**THE REQUEST**:
Rewrite the records below, substituting "out-of-focus" for every "blurred" and keeping everything else unchanged. Omit the pictures from your answer.

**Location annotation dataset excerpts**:
◇ ◇ ◇ ◇ ◇ ◇ ◇

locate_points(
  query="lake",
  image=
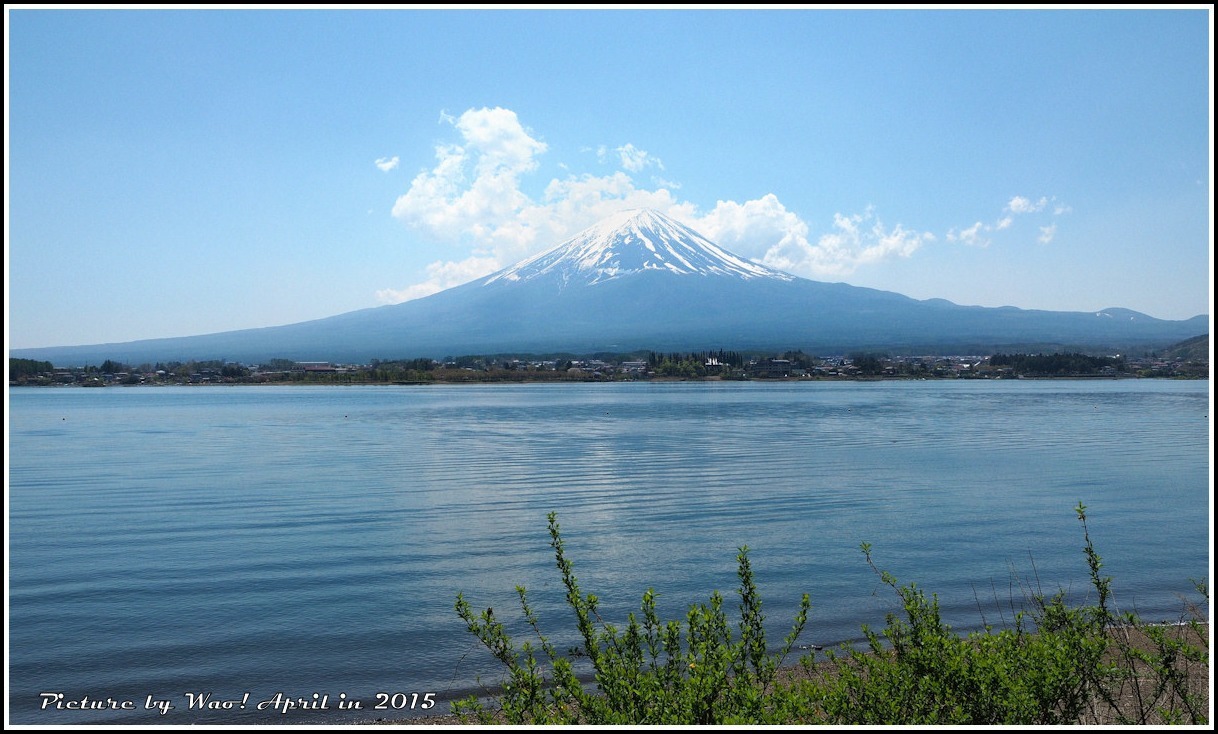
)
(274, 545)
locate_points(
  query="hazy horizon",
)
(177, 173)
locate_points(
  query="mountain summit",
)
(640, 280)
(629, 242)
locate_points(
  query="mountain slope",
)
(640, 280)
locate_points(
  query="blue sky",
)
(174, 172)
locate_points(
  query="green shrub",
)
(652, 672)
(1055, 665)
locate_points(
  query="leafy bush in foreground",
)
(1057, 665)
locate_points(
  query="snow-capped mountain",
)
(633, 241)
(640, 280)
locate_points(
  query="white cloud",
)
(1021, 205)
(471, 199)
(440, 276)
(636, 160)
(971, 235)
(765, 230)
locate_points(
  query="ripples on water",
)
(313, 539)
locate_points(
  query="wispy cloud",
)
(977, 235)
(635, 160)
(473, 200)
(1021, 205)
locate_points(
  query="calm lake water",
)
(245, 542)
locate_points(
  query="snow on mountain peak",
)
(633, 241)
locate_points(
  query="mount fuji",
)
(640, 280)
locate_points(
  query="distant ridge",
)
(641, 280)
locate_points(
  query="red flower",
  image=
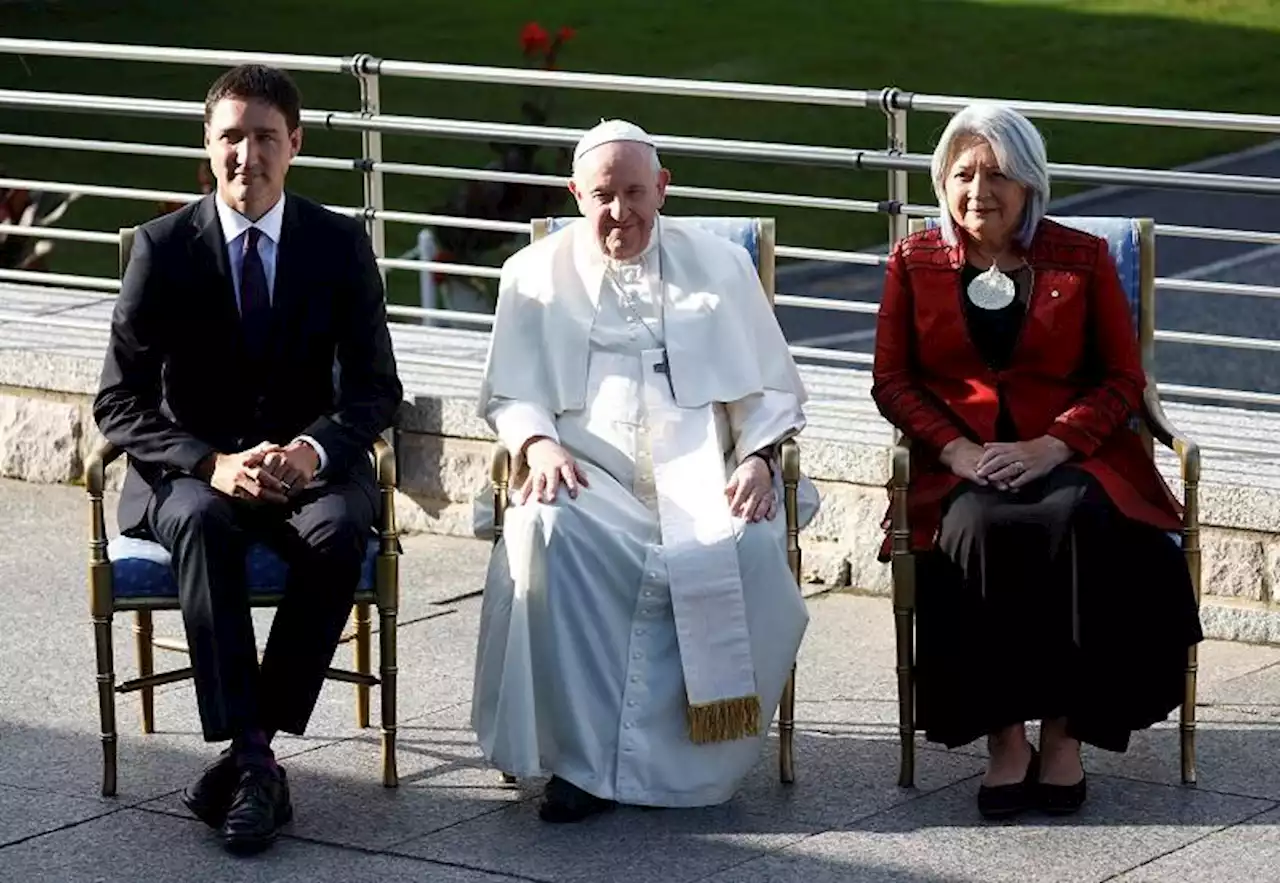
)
(534, 39)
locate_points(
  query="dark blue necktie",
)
(255, 297)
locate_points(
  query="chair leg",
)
(903, 618)
(1187, 726)
(786, 730)
(106, 699)
(144, 634)
(387, 662)
(362, 663)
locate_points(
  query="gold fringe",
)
(725, 721)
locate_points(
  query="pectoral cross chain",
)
(664, 369)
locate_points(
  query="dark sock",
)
(254, 749)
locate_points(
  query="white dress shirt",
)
(234, 229)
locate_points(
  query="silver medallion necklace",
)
(991, 289)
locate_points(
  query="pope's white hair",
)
(654, 161)
(1019, 149)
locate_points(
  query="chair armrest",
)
(499, 476)
(901, 465)
(95, 467)
(384, 463)
(790, 456)
(1162, 430)
(499, 465)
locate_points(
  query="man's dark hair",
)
(257, 81)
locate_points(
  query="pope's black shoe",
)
(260, 805)
(563, 803)
(209, 796)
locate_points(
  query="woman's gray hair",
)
(1019, 149)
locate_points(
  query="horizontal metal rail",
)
(831, 303)
(141, 149)
(691, 88)
(1089, 113)
(832, 355)
(894, 97)
(449, 220)
(58, 233)
(448, 315)
(1225, 341)
(172, 55)
(438, 266)
(36, 277)
(449, 173)
(1202, 287)
(104, 191)
(1179, 230)
(833, 256)
(846, 158)
(1238, 396)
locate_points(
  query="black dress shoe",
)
(260, 806)
(1001, 801)
(565, 803)
(209, 796)
(1061, 799)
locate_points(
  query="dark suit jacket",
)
(177, 383)
(1075, 371)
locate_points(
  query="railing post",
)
(365, 68)
(897, 183)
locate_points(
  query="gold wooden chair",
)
(755, 234)
(1132, 242)
(127, 573)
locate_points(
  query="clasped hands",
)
(1005, 465)
(266, 472)
(749, 489)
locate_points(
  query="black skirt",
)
(1048, 603)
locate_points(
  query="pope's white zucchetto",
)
(608, 131)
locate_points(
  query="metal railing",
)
(369, 120)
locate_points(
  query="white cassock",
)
(608, 617)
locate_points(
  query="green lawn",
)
(1196, 54)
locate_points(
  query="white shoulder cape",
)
(723, 342)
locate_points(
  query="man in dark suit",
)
(248, 371)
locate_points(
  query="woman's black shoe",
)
(565, 803)
(1001, 801)
(1061, 799)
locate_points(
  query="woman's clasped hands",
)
(1005, 465)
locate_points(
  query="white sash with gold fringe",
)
(700, 550)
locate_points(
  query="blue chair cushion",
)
(140, 568)
(741, 230)
(1125, 247)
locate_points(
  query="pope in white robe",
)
(639, 617)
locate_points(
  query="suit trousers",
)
(321, 534)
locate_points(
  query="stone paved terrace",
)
(49, 373)
(452, 820)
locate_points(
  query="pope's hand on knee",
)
(551, 466)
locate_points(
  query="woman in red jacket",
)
(1050, 589)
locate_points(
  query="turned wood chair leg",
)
(144, 634)
(362, 662)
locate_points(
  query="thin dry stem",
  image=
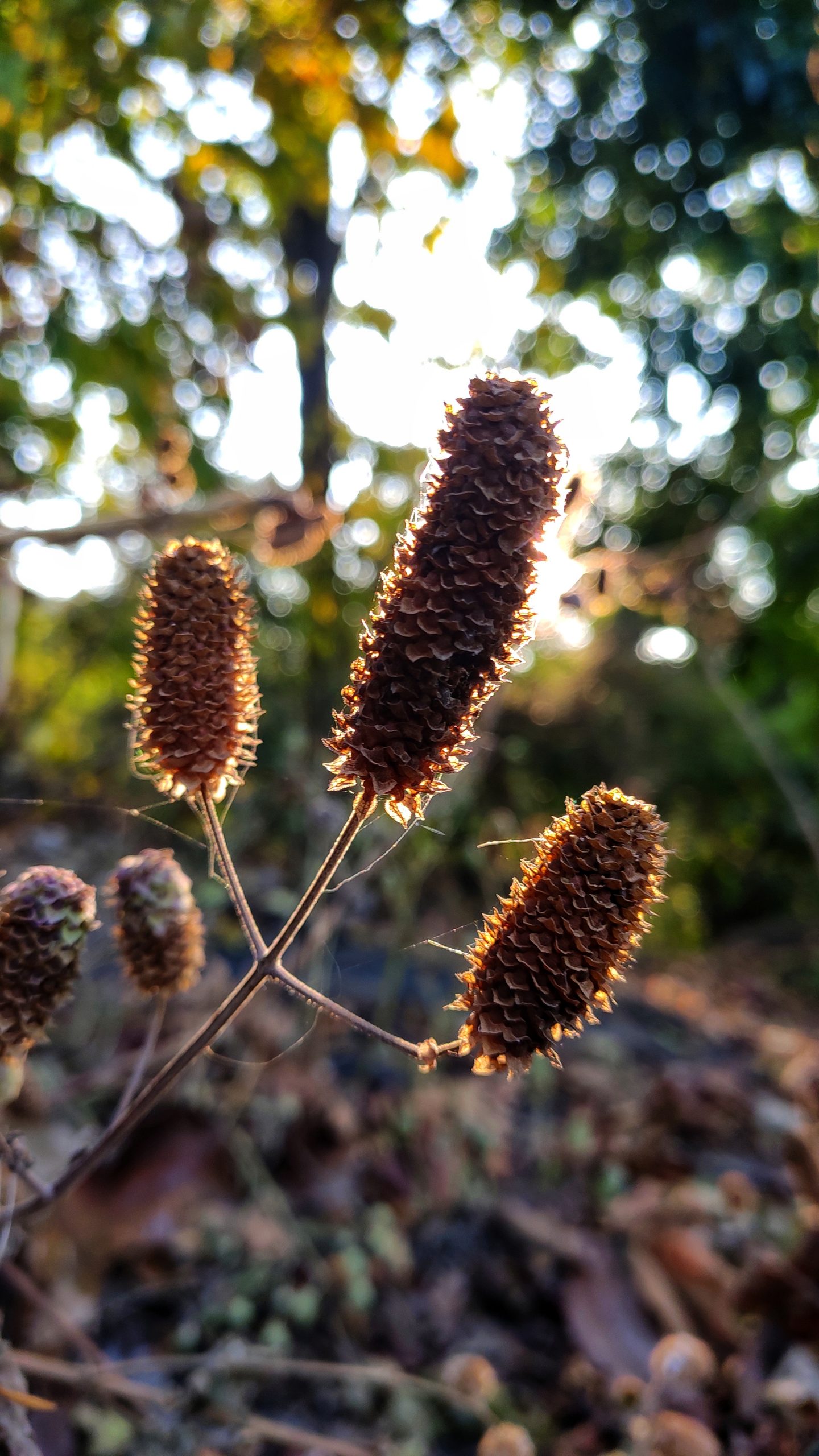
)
(146, 1053)
(278, 971)
(235, 890)
(267, 966)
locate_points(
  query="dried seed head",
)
(195, 696)
(158, 922)
(547, 957)
(506, 1439)
(44, 919)
(454, 609)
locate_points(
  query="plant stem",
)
(267, 966)
(297, 987)
(232, 878)
(149, 1047)
(362, 809)
(278, 971)
(18, 1161)
(89, 1160)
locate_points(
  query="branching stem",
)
(267, 966)
(146, 1053)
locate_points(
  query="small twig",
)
(146, 1053)
(235, 890)
(452, 950)
(31, 1292)
(349, 880)
(8, 1216)
(362, 810)
(268, 966)
(19, 1163)
(490, 843)
(296, 1436)
(253, 1362)
(98, 1379)
(369, 1028)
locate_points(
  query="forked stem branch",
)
(267, 966)
(276, 970)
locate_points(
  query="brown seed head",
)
(44, 919)
(158, 922)
(195, 696)
(454, 609)
(506, 1439)
(547, 957)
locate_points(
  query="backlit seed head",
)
(544, 965)
(159, 926)
(195, 696)
(44, 919)
(454, 610)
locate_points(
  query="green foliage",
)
(669, 177)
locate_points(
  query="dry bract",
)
(195, 698)
(454, 610)
(547, 957)
(159, 926)
(44, 919)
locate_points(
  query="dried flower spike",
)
(44, 919)
(547, 957)
(195, 696)
(454, 609)
(158, 922)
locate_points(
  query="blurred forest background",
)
(250, 248)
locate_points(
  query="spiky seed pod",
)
(44, 919)
(159, 926)
(454, 607)
(195, 696)
(547, 957)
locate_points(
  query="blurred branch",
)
(295, 1436)
(11, 601)
(247, 1363)
(224, 503)
(266, 966)
(27, 1289)
(16, 1436)
(751, 724)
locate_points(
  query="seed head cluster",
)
(195, 693)
(159, 926)
(547, 957)
(454, 607)
(44, 919)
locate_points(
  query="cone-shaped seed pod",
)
(44, 919)
(547, 957)
(454, 609)
(195, 696)
(158, 922)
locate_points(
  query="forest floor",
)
(462, 1251)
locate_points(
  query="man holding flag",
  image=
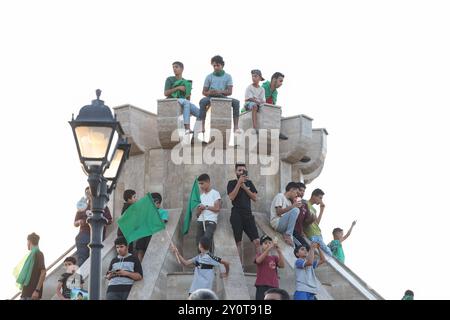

◇ ◇ ◇ ◇ ◇ ◇ ◇

**OUTPUT BELOW**:
locate_points(
  query="lake",
  image=
)
(274, 545)
locate_points(
  query="hazy horizon",
)
(177, 173)
locate_points(
  query="mountain summit",
)
(640, 280)
(629, 242)
locate_points(
  query="mountain slope",
)
(640, 280)
locate_points(
  query="blue sky",
)
(174, 172)
locate_points(
  query="green shrub",
)
(652, 672)
(1055, 665)
locate_points(
  query="leafy bush in foreground",
)
(1057, 665)
locate_points(
  query="snow-capped mountain",
)
(633, 241)
(640, 280)
locate_points(
  query="white cloud",
)
(1021, 205)
(471, 199)
(440, 276)
(636, 160)
(971, 235)
(765, 230)
locate_points(
  query="ripples on water",
)
(313, 539)
locate_points(
  query="wispy cloud",
)
(977, 235)
(635, 160)
(473, 200)
(1021, 205)
locate_points(
  query="calm lake water",
)
(245, 542)
locate_points(
  query="snow on mountain peak",
)
(633, 241)
locate_points(
  query="mount fuji",
)
(640, 280)
locate_points(
  query="distant ridge",
)
(641, 280)
locate_points(
  query="red flower",
  image=
)
(534, 39)
locate_points(
  query="dark blue necktie",
)
(255, 297)
locate_points(
  query="chair leg",
)
(903, 618)
(1187, 726)
(786, 730)
(106, 699)
(144, 634)
(387, 662)
(362, 663)
locate_points(
  query="gold fringe",
)
(725, 721)
locate_points(
  query="pectoral cross chain",
)
(664, 369)
locate_points(
  query="dark sock",
)
(254, 749)
locate_points(
  query="white dress shirt",
)
(234, 229)
locate_points(
  query="silver medallion necklace",
)
(991, 289)
locate_points(
  query="pope's white hair",
)
(654, 161)
(1019, 149)
locate_points(
  query="chair armrest",
)
(499, 476)
(901, 465)
(95, 467)
(384, 463)
(790, 456)
(1162, 430)
(499, 465)
locate_points(
  query="man's dark hair",
)
(257, 81)
locate_points(
  query="pope's black shoe",
)
(260, 805)
(563, 803)
(209, 796)
locate_points(
  query="woman's gray hair",
)
(1019, 149)
locate_points(
  query="horizontal metal rail",
)
(831, 303)
(141, 149)
(691, 88)
(1089, 113)
(832, 355)
(894, 97)
(449, 220)
(58, 233)
(448, 315)
(1225, 341)
(172, 55)
(438, 266)
(36, 277)
(449, 173)
(1202, 287)
(104, 191)
(1179, 230)
(833, 256)
(846, 158)
(1238, 396)
locate_points(
  query="black dress shoe",
)
(260, 806)
(1001, 801)
(565, 803)
(209, 796)
(1061, 799)
locate_points(
  query="dark suit jacket",
)
(177, 383)
(1075, 371)
locate_points(
  query="railing post",
)
(365, 68)
(897, 183)
locate_points(
  query="gold wooden chair",
)
(755, 234)
(1132, 242)
(127, 573)
locate_points(
  query="clasped hands",
)
(1005, 465)
(266, 472)
(749, 489)
locate_points(
  query="black skirt",
)
(1048, 603)
locate_points(
  query="pope's white zucchetto",
)
(608, 131)
locate_points(
  query="metal railing",
)
(369, 120)
locate_points(
  query="white cassock",
)
(608, 617)
locate_points(
  query="green lawn",
)
(1196, 54)
locate_points(
  query="white shoulder cape",
)
(723, 342)
locate_points(
  query="man in dark suit",
)
(248, 371)
locate_points(
  query="woman's black shoe",
)
(565, 803)
(1001, 801)
(1061, 799)
locate_points(
  query="woman's clasped hands",
)
(1005, 465)
locate_points(
  query="white sash with gold fringe",
)
(700, 550)
locate_points(
  query="blue chair cushion",
)
(140, 568)
(741, 230)
(1125, 247)
locate_points(
  query="pope in white robe",
)
(639, 617)
locate_points(
  query="suit trousers",
)
(321, 534)
locate_points(
  query="stone paved terrace",
)
(49, 373)
(452, 820)
locate_points(
  query="pope's hand on knee",
)
(551, 466)
locate_points(
  query="woman in red jacket",
)
(1050, 589)
locate_points(
  query="turned wood chair leg",
)
(144, 634)
(362, 662)
locate_points(
  query="thin dry stem",
  image=
)
(146, 1053)
(278, 971)
(235, 890)
(267, 966)
locate_points(
  query="dried seed head",
)
(195, 696)
(158, 922)
(547, 957)
(506, 1439)
(44, 919)
(454, 609)
locate_points(
  query="plant stem",
)
(267, 966)
(297, 987)
(232, 878)
(149, 1047)
(362, 809)
(278, 971)
(18, 1161)
(89, 1160)
locate_points(
  query="branching stem",
)
(267, 966)
(146, 1053)
locate_points(
  query="small twig",
)
(146, 1053)
(235, 890)
(452, 950)
(31, 1292)
(349, 880)
(8, 1216)
(362, 810)
(268, 966)
(19, 1163)
(490, 843)
(296, 1436)
(253, 1362)
(98, 1379)
(369, 1028)
locate_points(
  query="forked stem branch",
)
(267, 966)
(276, 970)
locate_points(
  query="brown seed head",
)
(44, 919)
(158, 922)
(195, 696)
(454, 609)
(506, 1439)
(547, 957)
locate_points(
  query="backlit seed head",
)
(544, 965)
(159, 926)
(195, 696)
(44, 919)
(454, 610)
locate_points(
  query="green foliage",
)
(669, 177)
locate_points(
  query="dry bract",
)
(195, 698)
(454, 610)
(547, 957)
(159, 926)
(44, 919)
locate_points(
  query="dried flower spike",
)
(44, 919)
(547, 957)
(195, 696)
(454, 609)
(158, 922)
locate_points(
  query="out-of-focus forest background",
)
(250, 248)
locate_points(
  query="spiky seed pod",
)
(44, 919)
(159, 926)
(454, 607)
(195, 696)
(547, 957)
locate_points(
  query="out-of-focus branch",
)
(295, 1436)
(11, 601)
(247, 1363)
(224, 503)
(266, 966)
(27, 1289)
(16, 1436)
(751, 724)
locate_points(
  query="seed head cluster",
)
(195, 693)
(159, 926)
(547, 957)
(454, 607)
(44, 919)
locate_points(
  query="cone-shaped seed pod",
)
(44, 919)
(547, 957)
(454, 609)
(195, 696)
(158, 922)
locate_points(
  query="forest floor",
)
(462, 1251)
locate_points(
  query="man holding flag",
  image=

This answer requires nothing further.